* Problem: Copy, word for word, the part of the text on genital warts that opens with "The best prevention" and closes with "of HPV virus.".

* Given text:

==============================

Genital Warts

Genital warts are professionally referred to as condylomata acuminata. It is a common problem that often leads to dermatological examination, especially to exclude more serious conditions.


Genital warts are caused by viral infection; the virus belongs into the HPV (Human Papilloma Virus) group. HPV viruses are responsible for many lesions of skin and mucous membranes including banal warts or very serious cervical cancer. The virus is usually transmitted during a sexual intercourse including anal and oral sex. During oral sex, the virus may get into a mouth but that is not so common. The incubation period between the infection and occurrence of the genital warts lasts from weeks to months.


Genital warts appear as clusters of smaller or larger warts located in the outer genitalia – in men on the penis and scrotum, in women around the vagina on the labia. The lesion can occur in around the anus, especially when the virus has been transmitted during anal sex. The warts may sometimes grow into bulky cauliflower-like lesions that macerate and smell.


The diagnosis is usually done by a dermatologist. In unclear cases, it is possible to remove a small sample from the lesion for histological examination. This is done when we need to exclude early stages of vulvar cancer in females.


The best prevention is a responsible sexual behavior including protected sex. The risk of infection is further lowered by special vaccine against the HPV viruses. The vaccine must be administered before a person is exposed to the virus, thus ideally before the beginning of sexual life. The vaccine only protects against the most common subtypes of HPV virus.


The genital warts sometime disappear even without a treatment but they have a tendency to recur. The reason is that HPV virus stays present in the body even despite locally successful therapy. The local therapy consists either of pharmacotherapy (local administration of substance such as trichloroacetic acid orpodophylin), usage of physical methods (laser therapy, cryotherapy) or even a classical surgical intervention. Surgery is reserved for more severe cases of genital warts and the lesions are removed in local anesthesia. Immunotherapy is a quite new method that means application of special substances simulating the immune system to make it more effective against the viral particles.

==============================

Records from a dataset:
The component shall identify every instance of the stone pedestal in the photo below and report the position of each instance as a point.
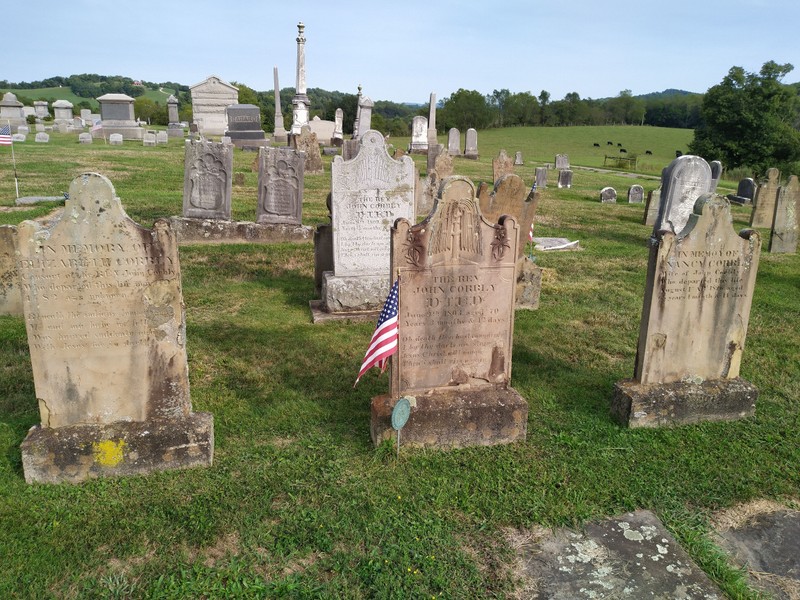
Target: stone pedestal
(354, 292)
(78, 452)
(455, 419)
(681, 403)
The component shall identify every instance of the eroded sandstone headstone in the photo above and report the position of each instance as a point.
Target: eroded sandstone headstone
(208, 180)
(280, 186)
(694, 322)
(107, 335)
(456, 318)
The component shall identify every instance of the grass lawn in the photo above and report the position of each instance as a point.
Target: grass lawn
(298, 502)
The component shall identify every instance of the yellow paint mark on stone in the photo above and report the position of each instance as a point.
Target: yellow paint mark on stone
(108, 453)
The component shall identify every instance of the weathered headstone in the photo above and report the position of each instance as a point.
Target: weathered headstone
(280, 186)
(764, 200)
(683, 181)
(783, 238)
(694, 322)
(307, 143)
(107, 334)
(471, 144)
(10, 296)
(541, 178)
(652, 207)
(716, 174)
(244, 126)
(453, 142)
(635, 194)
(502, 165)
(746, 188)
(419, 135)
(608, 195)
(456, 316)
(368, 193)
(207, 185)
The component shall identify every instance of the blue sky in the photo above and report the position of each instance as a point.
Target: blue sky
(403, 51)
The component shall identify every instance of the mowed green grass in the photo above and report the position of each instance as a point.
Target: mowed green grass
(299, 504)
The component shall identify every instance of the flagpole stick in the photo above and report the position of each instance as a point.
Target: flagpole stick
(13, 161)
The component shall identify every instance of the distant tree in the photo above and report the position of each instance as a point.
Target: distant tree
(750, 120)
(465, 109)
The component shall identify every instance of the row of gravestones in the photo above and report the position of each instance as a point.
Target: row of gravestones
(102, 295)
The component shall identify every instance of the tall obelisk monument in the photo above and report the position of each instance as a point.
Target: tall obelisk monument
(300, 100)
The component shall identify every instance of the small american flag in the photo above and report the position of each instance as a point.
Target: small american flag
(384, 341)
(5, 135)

==============================

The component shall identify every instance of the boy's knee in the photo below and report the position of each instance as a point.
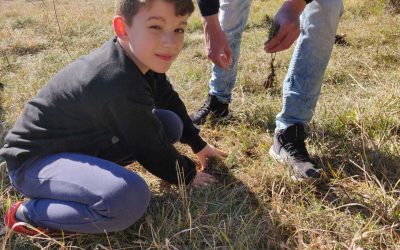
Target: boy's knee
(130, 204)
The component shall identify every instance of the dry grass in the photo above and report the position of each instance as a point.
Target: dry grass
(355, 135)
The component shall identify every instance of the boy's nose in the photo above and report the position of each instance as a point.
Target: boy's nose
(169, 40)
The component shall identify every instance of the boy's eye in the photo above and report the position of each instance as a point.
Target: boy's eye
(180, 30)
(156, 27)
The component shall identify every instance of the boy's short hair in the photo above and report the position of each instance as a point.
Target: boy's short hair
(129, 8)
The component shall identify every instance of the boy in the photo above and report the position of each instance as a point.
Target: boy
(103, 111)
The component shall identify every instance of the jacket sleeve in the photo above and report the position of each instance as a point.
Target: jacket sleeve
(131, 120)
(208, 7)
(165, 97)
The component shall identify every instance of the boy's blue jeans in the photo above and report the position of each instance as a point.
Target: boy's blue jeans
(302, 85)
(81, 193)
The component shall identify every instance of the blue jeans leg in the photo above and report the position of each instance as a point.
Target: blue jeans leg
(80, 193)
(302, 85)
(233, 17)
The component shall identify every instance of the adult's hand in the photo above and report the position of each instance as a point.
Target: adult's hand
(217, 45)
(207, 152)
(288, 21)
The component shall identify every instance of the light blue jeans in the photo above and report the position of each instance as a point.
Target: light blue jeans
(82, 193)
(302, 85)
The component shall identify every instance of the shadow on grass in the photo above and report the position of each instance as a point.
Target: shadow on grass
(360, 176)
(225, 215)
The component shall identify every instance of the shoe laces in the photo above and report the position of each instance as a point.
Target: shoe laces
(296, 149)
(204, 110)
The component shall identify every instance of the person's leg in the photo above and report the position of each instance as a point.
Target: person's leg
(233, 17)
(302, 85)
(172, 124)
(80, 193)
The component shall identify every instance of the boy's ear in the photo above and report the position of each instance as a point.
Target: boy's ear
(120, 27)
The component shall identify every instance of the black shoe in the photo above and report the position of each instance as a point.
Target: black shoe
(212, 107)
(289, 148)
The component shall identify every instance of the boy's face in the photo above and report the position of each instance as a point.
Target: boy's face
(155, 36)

==============================

* Exercise result:
The best prevention is a responsible sexual behavior including protected sex. The risk of infection is further lowered by special vaccine against the HPV viruses. The vaccine must be administered before a person is exposed to the virus, thus ideally before the beginning of sexual life. The vaccine only protects against the most common subtypes of HPV virus.